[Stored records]
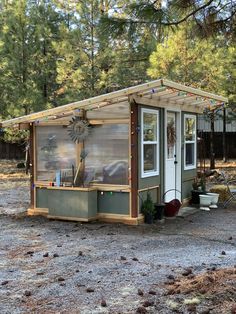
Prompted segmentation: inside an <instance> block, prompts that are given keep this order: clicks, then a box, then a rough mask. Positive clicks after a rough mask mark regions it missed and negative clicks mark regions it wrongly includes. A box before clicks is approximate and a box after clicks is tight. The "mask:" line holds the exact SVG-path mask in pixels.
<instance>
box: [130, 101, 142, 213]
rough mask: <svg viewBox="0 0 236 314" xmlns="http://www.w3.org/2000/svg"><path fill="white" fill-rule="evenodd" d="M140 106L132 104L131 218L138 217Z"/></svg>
mask: <svg viewBox="0 0 236 314" xmlns="http://www.w3.org/2000/svg"><path fill="white" fill-rule="evenodd" d="M141 98H142V97H141ZM137 128H138V106H137V105H136V103H135V102H134V101H131V103H130V146H131V147H130V152H131V156H130V158H131V159H130V161H131V162H130V164H131V171H130V174H131V178H130V179H131V182H130V183H131V217H132V218H136V217H138V132H137Z"/></svg>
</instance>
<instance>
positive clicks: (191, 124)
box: [185, 118, 196, 141]
mask: <svg viewBox="0 0 236 314" xmlns="http://www.w3.org/2000/svg"><path fill="white" fill-rule="evenodd" d="M195 129H196V128H195V118H186V119H185V141H194V140H195Z"/></svg>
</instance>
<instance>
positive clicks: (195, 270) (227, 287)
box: [0, 161, 236, 314]
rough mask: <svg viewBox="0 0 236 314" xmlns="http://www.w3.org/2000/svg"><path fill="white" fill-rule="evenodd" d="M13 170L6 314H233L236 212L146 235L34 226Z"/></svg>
mask: <svg viewBox="0 0 236 314" xmlns="http://www.w3.org/2000/svg"><path fill="white" fill-rule="evenodd" d="M14 165H15V164H13V163H12V162H3V161H1V162H0V313H1V314H2V313H3V314H5V313H46V314H47V313H72V314H73V313H82V314H87V313H88V314H90V313H92V314H93V313H94V314H95V313H110V314H112V313H114V314H115V313H117V314H118V313H121V314H123V313H163V314H167V313H201V314H203V313H205V314H206V313H212V314H214V313H215V314H221V313H223V314H224V313H231V314H232V313H236V204H233V205H232V206H231V207H229V208H227V209H222V208H218V209H217V210H211V211H209V212H206V211H201V212H198V213H196V214H194V215H191V216H188V217H185V218H176V219H174V220H166V221H165V223H164V224H153V225H141V226H126V225H121V224H112V225H111V224H105V223H97V222H95V223H75V222H63V221H55V220H47V219H46V218H42V217H28V216H26V214H25V210H26V209H27V207H28V202H29V182H28V177H27V176H26V175H25V174H24V172H23V170H16V169H15V167H14ZM226 168H227V169H228V170H227V171H230V173H233V171H235V168H233V167H225V169H226Z"/></svg>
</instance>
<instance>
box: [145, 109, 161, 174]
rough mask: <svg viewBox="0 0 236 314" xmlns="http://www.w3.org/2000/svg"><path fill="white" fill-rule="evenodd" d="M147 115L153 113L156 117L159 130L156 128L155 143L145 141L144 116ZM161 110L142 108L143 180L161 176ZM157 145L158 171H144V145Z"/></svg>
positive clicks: (157, 170) (154, 142)
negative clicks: (160, 118) (159, 122)
mask: <svg viewBox="0 0 236 314" xmlns="http://www.w3.org/2000/svg"><path fill="white" fill-rule="evenodd" d="M145 113H151V114H155V115H156V122H157V128H156V140H155V141H144V138H143V131H144V123H143V121H144V114H145ZM159 143H160V140H159V110H156V109H147V108H141V178H148V177H153V176H158V175H159V160H160V157H159ZM150 144H151V145H156V160H155V162H156V170H152V171H148V172H147V171H144V145H150Z"/></svg>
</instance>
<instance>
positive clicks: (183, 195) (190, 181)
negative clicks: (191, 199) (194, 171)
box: [182, 179, 194, 199]
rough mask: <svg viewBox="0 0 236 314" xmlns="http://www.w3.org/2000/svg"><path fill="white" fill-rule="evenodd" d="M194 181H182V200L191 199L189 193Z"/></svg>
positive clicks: (190, 195)
mask: <svg viewBox="0 0 236 314" xmlns="http://www.w3.org/2000/svg"><path fill="white" fill-rule="evenodd" d="M193 181H194V179H192V180H188V181H184V182H183V183H182V198H183V199H186V198H189V197H191V191H192V189H193V188H192V184H193Z"/></svg>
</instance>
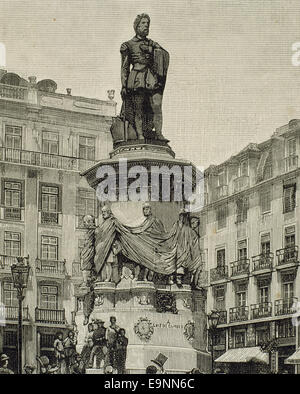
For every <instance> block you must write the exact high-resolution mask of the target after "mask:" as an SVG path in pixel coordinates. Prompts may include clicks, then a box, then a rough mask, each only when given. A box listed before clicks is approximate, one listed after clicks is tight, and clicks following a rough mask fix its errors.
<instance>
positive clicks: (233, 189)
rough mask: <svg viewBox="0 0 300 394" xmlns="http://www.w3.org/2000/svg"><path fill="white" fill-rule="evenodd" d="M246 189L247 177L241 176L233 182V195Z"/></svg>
mask: <svg viewBox="0 0 300 394" xmlns="http://www.w3.org/2000/svg"><path fill="white" fill-rule="evenodd" d="M247 187H249V176H246V175H243V176H239V177H238V178H235V179H234V180H233V190H234V192H235V193H236V192H239V191H241V190H244V189H246V188H247Z"/></svg>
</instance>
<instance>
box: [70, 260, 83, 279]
mask: <svg viewBox="0 0 300 394" xmlns="http://www.w3.org/2000/svg"><path fill="white" fill-rule="evenodd" d="M72 276H74V277H81V276H82V272H81V266H80V263H78V262H77V261H73V263H72Z"/></svg>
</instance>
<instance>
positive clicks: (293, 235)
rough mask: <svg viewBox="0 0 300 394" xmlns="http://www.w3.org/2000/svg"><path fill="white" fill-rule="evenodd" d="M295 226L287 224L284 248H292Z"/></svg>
mask: <svg viewBox="0 0 300 394" xmlns="http://www.w3.org/2000/svg"><path fill="white" fill-rule="evenodd" d="M295 242H296V239H295V226H289V227H286V229H285V237H284V246H285V248H291V249H292V248H293V247H294V246H295Z"/></svg>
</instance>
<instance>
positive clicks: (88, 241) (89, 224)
mask: <svg viewBox="0 0 300 394" xmlns="http://www.w3.org/2000/svg"><path fill="white" fill-rule="evenodd" d="M83 223H84V226H85V228H86V229H87V232H86V234H85V239H84V245H83V248H82V251H81V254H80V264H81V271H82V276H83V282H82V284H81V286H82V287H84V286H89V281H90V276H91V270H92V268H93V266H94V257H95V228H96V226H95V218H94V217H93V216H92V215H86V216H84V218H83Z"/></svg>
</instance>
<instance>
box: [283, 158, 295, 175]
mask: <svg viewBox="0 0 300 394" xmlns="http://www.w3.org/2000/svg"><path fill="white" fill-rule="evenodd" d="M284 168H285V172H289V171H293V170H295V169H296V168H298V156H297V155H291V156H288V157H286V158H285V159H284Z"/></svg>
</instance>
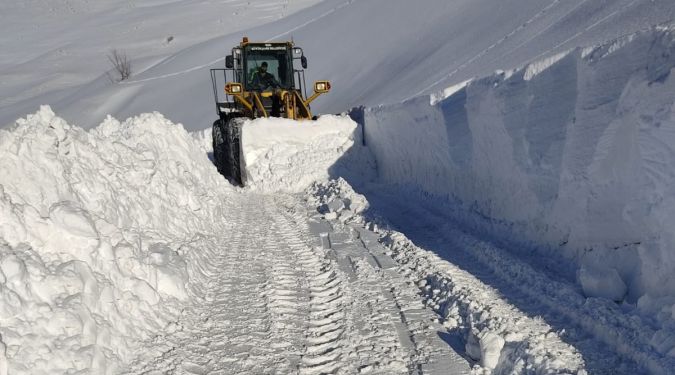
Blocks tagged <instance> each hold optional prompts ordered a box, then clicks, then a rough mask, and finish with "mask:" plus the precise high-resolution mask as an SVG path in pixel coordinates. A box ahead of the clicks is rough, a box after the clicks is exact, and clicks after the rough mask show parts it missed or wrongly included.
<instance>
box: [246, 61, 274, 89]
mask: <svg viewBox="0 0 675 375" xmlns="http://www.w3.org/2000/svg"><path fill="white" fill-rule="evenodd" d="M280 86H281V85H280V84H279V81H277V79H276V78H275V77H274V75H273V74H272V73H268V72H267V61H263V63H262V64H260V66H259V67H258V70H257V71H255V72H253V76H252V77H251V87H253V88H254V89H256V90H261V91H264V90H266V89H267V88H273V89H275V88H279V87H280Z"/></svg>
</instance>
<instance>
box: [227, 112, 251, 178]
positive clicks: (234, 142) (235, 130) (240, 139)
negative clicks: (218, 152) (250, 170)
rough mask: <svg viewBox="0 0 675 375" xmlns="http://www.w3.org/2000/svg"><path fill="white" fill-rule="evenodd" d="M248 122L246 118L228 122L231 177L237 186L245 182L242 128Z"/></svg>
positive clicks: (228, 159) (228, 161) (241, 118)
mask: <svg viewBox="0 0 675 375" xmlns="http://www.w3.org/2000/svg"><path fill="white" fill-rule="evenodd" d="M246 120H248V119H247V118H245V117H234V118H231V119H230V120H229V121H228V122H227V145H228V162H229V177H230V179H231V180H232V183H233V184H236V185H242V184H243V182H244V181H243V179H242V173H241V172H242V171H241V127H242V125H243V124H244V122H246Z"/></svg>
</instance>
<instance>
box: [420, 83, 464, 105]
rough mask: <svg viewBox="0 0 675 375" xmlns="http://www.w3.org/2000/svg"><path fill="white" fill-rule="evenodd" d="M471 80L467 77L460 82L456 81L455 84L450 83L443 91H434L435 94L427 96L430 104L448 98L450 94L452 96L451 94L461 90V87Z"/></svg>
mask: <svg viewBox="0 0 675 375" xmlns="http://www.w3.org/2000/svg"><path fill="white" fill-rule="evenodd" d="M471 81H472V80H470V79H467V80H466V81H464V82H460V83H458V84H456V85H452V86H450V87H448V88H446V89H444V90H443V91H440V92H437V93H435V94H431V95H430V96H429V99H430V103H431V105H435V104H436V103H438V102H441V101H443V100H444V99H447V98H449V97H450V96H452V95H453V94H455V93H456V92H458V91H459V90H461V89H463V88H465V87H466V86H468V85H469V83H471Z"/></svg>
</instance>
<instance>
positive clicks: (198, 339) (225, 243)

* **ACTIVITY**: Write out the lines from the beginning of the stored records through the line containing "box: [0, 161, 236, 314]", including both ends. Leave the pictures out of your answer.

* **ANSWER SPACE**:
Prompted segmentation: inside an <instance> block, prompts that are given keep this order: clicks, then a box, then a rough mask. Positive clicks after a rough mask mark regions it missed and negative clicks mark regions it wrongly includes. A box before clicks is approximate and a box after clicks is tight. The "mask:" line holds the exact SVG-path mask in pixels.
<instance>
box: [130, 101, 142, 213]
rough mask: <svg viewBox="0 0 236 314" xmlns="http://www.w3.org/2000/svg"><path fill="white" fill-rule="evenodd" d="M140 106L132 104L131 218L138 217Z"/></svg>
mask: <svg viewBox="0 0 236 314" xmlns="http://www.w3.org/2000/svg"><path fill="white" fill-rule="evenodd" d="M141 98H142V97H141ZM137 128H138V106H137V105H136V103H135V102H134V101H131V103H130V146H131V147H130V152H131V156H130V158H131V159H130V161H131V162H130V164H131V171H130V174H131V178H130V179H131V182H130V183H131V217H132V218H136V217H138V132H137Z"/></svg>
</instance>
<instance>
positive clicks: (191, 124)
box: [185, 118, 196, 141]
mask: <svg viewBox="0 0 236 314" xmlns="http://www.w3.org/2000/svg"><path fill="white" fill-rule="evenodd" d="M195 129H196V128H195V118H186V119H185V141H194V140H195Z"/></svg>
</instance>
<instance>
positive clicks: (195, 270) (227, 287)
box: [0, 161, 236, 314]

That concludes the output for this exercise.